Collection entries
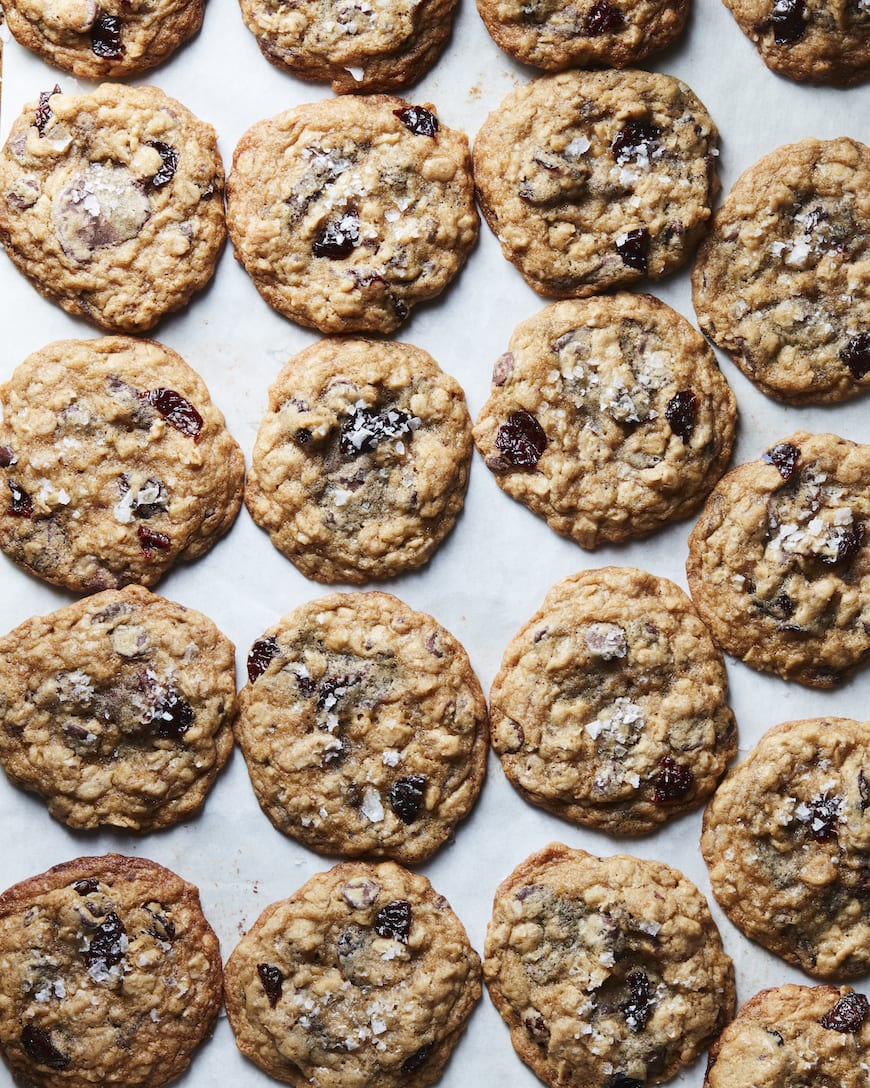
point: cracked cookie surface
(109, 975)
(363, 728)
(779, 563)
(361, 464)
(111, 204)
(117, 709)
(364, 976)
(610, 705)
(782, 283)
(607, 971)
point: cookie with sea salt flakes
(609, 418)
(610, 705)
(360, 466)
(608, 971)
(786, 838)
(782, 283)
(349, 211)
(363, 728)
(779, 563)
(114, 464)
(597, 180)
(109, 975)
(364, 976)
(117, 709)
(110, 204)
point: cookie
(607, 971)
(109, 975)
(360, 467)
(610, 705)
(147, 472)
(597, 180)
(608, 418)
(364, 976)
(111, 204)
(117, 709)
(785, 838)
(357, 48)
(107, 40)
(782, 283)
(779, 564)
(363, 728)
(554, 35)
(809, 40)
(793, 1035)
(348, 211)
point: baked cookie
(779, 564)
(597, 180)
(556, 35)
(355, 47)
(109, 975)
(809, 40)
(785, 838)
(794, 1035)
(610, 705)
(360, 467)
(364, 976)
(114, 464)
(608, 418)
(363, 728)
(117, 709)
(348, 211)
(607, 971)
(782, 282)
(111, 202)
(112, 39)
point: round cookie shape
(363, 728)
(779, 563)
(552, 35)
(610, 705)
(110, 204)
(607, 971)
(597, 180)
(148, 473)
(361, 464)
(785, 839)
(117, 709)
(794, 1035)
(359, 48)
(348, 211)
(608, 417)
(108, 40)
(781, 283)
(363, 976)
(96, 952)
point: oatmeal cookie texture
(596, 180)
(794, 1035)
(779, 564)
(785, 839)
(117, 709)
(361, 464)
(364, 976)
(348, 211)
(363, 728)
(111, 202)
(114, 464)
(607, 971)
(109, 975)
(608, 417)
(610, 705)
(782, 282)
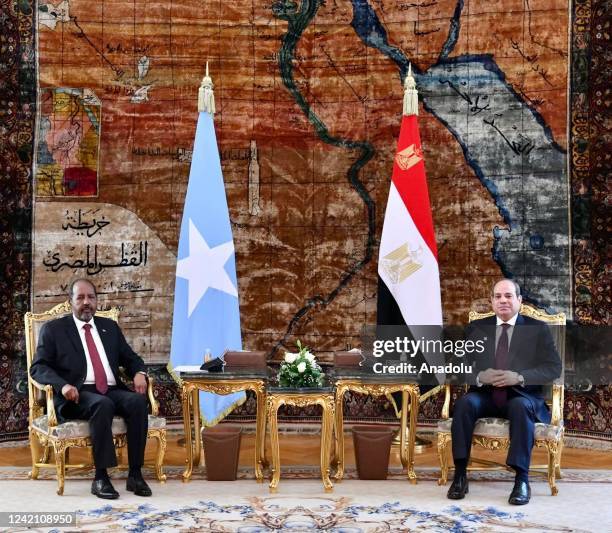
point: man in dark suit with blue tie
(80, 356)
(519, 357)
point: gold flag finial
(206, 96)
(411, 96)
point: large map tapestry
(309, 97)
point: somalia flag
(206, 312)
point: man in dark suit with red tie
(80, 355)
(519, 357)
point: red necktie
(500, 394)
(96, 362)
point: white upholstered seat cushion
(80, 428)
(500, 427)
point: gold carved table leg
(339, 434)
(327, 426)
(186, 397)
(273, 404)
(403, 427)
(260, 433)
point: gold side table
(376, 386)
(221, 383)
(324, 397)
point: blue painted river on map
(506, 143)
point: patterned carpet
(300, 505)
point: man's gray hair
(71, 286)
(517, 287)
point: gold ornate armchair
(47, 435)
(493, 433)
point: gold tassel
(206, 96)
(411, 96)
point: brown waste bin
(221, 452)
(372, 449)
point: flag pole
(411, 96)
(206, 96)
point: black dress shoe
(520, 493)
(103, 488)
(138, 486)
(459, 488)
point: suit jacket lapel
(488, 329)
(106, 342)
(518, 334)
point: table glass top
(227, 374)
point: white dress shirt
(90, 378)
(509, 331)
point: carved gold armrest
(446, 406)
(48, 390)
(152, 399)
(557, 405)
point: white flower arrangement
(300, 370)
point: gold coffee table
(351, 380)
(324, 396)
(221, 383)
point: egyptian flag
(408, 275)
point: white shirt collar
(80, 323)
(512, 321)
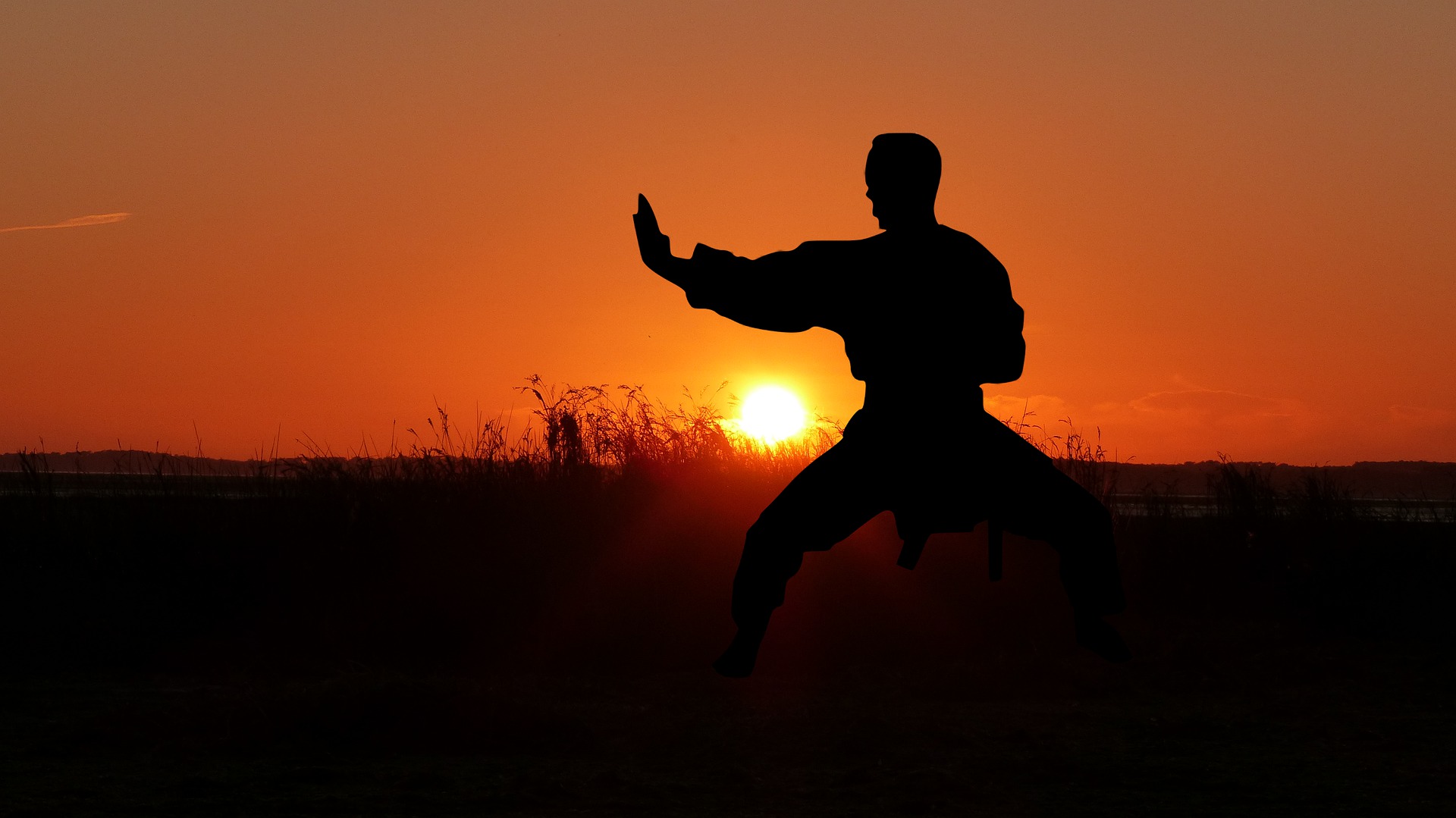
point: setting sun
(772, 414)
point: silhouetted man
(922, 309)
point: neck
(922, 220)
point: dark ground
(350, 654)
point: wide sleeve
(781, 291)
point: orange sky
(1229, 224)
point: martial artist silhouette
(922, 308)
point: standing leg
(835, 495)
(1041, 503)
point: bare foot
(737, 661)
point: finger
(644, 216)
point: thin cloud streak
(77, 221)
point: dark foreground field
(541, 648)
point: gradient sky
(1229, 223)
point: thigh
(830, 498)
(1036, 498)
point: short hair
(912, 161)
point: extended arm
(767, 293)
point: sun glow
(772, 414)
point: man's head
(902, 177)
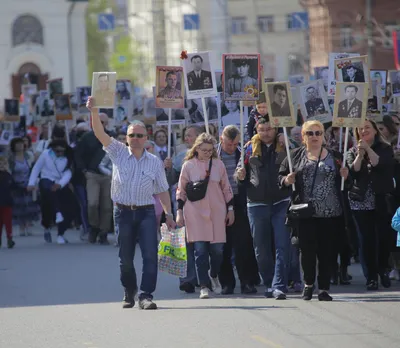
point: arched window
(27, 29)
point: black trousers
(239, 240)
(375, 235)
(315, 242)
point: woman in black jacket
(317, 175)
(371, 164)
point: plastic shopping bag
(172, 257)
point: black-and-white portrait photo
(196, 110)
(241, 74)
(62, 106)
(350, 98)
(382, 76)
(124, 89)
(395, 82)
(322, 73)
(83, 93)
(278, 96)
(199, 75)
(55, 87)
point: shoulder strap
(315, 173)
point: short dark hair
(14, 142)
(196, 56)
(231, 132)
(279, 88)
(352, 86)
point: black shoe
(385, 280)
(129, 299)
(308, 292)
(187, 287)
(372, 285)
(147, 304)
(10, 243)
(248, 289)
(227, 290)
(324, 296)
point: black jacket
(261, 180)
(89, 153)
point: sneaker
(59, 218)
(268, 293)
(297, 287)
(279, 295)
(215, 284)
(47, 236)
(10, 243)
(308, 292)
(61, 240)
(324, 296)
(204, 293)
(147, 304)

EXERCISE AIM –
Rewrite the data from the line with "point: egyptian flag" up to and including the last line, replacing "sneaker" with "trainer" and changing nothing else. Omit the pictures from your answer.

WORKED ANSWER –
point: egyptian flag
(408, 275)
point: white shirt collar
(80, 323)
(512, 321)
point: setting sun
(772, 414)
point: silhouetted man
(922, 309)
point: neck
(922, 220)
point: dark ground
(350, 654)
point: wide sleeve
(781, 291)
point: orange sky
(1229, 224)
point: martial artist silhouette
(922, 308)
point: standing leg
(835, 495)
(1041, 503)
point: bare foot
(737, 661)
point: finger
(644, 216)
point: thin cloud streak
(77, 221)
point: dark foreground field
(541, 648)
point: gradient sky
(1229, 223)
point: thigh
(830, 498)
(1036, 498)
point: short hair
(912, 161)
point: extended arm
(767, 293)
point: sun glow
(772, 414)
point: man's head
(902, 177)
point: arched window
(27, 29)
point: black trousers
(239, 240)
(375, 235)
(315, 242)
point: woman in black jacket
(317, 175)
(371, 164)
point: plastic shopping bag
(172, 257)
point: black-and-white portrait photo
(196, 110)
(241, 74)
(62, 106)
(350, 98)
(382, 76)
(124, 89)
(395, 82)
(322, 73)
(83, 93)
(278, 96)
(199, 75)
(55, 87)
point: shoulder strap
(315, 173)
point: short dark hair
(14, 142)
(196, 56)
(231, 132)
(279, 88)
(352, 86)
point: black shoe
(385, 280)
(129, 299)
(308, 292)
(187, 287)
(372, 285)
(147, 304)
(10, 243)
(248, 289)
(227, 290)
(324, 296)
point: black jacket
(261, 180)
(89, 153)
point: trainer
(59, 218)
(268, 293)
(297, 287)
(279, 295)
(215, 284)
(47, 236)
(10, 243)
(308, 292)
(61, 240)
(324, 296)
(204, 293)
(147, 304)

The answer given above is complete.